**Pagina**:
****************
Di conseguenza, se le informazioni sugli stipendi rivelano un divario retributivo pari o superiore il 2,5%, i datori di lavoro, in cooperazione con i rappresentanti dei lavoratori, dovrebbero condurre una valutazione delle retribuzioni ed elaborare un piano d’azione per garantire la parità. Inoltre, nei casi in cui un lavoratore ritiene che il principio della parità di retribuzione non sia stato applicato e porta il caso in tribunale, la legislazione nazionale deve obbligare il datore di lavoro a provare che non c’è stata discriminazione.
Infine chi si occupa di selezione e recruiting, dovrà fare in modo che sia le offerte sia i titoli professionali siano neutri sotto il profilo del genere e che le procedure di assunzione siano condotte in modo non discriminatorio.
****************
(Righe di origine)
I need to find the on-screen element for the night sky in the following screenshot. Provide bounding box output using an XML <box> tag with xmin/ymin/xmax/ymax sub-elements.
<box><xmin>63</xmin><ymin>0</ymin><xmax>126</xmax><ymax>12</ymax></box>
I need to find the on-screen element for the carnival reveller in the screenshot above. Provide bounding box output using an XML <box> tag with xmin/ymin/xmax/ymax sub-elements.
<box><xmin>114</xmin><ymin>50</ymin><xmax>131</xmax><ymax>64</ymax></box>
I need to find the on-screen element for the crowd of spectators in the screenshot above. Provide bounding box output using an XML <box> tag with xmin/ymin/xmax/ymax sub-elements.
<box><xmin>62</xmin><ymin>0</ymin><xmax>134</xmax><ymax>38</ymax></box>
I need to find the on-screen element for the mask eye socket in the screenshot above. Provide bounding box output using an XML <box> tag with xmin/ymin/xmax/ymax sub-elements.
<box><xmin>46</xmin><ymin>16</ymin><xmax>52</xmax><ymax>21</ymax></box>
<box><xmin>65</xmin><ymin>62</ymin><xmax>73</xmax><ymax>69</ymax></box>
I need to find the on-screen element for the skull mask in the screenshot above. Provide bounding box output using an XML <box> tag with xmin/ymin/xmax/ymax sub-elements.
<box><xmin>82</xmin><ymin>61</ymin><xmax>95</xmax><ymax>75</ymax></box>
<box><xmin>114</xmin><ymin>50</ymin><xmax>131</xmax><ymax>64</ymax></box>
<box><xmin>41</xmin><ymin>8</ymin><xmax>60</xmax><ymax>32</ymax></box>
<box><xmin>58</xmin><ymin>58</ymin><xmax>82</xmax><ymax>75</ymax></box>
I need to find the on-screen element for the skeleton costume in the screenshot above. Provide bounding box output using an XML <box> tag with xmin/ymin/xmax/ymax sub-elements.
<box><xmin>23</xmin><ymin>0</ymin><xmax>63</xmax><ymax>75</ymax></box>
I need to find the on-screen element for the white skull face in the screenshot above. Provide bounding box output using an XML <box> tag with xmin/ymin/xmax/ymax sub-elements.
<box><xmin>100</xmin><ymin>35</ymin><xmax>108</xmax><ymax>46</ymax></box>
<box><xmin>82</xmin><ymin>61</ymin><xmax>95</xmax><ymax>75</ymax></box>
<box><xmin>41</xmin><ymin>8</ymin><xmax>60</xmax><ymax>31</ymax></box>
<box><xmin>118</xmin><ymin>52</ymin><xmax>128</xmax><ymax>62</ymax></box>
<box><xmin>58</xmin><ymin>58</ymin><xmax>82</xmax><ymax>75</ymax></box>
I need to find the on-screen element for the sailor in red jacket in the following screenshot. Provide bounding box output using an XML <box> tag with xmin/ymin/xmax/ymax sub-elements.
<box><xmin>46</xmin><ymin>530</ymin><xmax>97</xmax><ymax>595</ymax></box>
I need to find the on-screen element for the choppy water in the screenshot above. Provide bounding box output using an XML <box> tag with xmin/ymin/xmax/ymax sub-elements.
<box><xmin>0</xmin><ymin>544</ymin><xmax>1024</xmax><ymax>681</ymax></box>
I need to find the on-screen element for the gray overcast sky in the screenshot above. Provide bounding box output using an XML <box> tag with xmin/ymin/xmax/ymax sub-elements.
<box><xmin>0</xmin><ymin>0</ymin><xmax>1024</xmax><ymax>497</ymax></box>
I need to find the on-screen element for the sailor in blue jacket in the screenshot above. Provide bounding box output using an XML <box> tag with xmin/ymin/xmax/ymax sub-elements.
****************
**Compiti da svolgere**:
A. Nel testo sulla parità retributiva, quale divario retributivo rende necessaria una valutazione delle retribuzioni?
B. Spiega, per favore, perché secondo il testo sulla parità retributiva i datori di lavoro devono elaborare un piano d'azione e in quale situazione.
C. Prosegui il testo sulla parità retributiva a partire dall'ultima frase riportata.

**Risposte qui sotto**:
A. Un divario pari o superiore al 2,5%.

B. Quando le informazioni sugli stipendi rivelano un divario retributivo pari o superiore al 2,5%, i datori di lavoro, insieme ai rappresentanti dei lavoratori, devono valutare le retribuzioni ed elaborare un piano d'azione. Lo scopo del piano è garantire la parità.

C.
Previsto un risarcimento
Partendo dal presupposto che la direttiva si applica ai datori di lavoro del settore pubblico e privato, i lavoratori e le lavoratrici che hanno subito una discriminazione retributiva basata sul genere possono ottenere un risarcimento che comprenda “il recupero integrale delle retribuzioni arretrate e dei relativi bonus o pagamenti in natura, il risarcimento per le opportunità perse, il danno immateriale, i danni causati da altri fattori pertinenti che possono includere la discriminazione intersezionale, nonché gli interessi di mora”.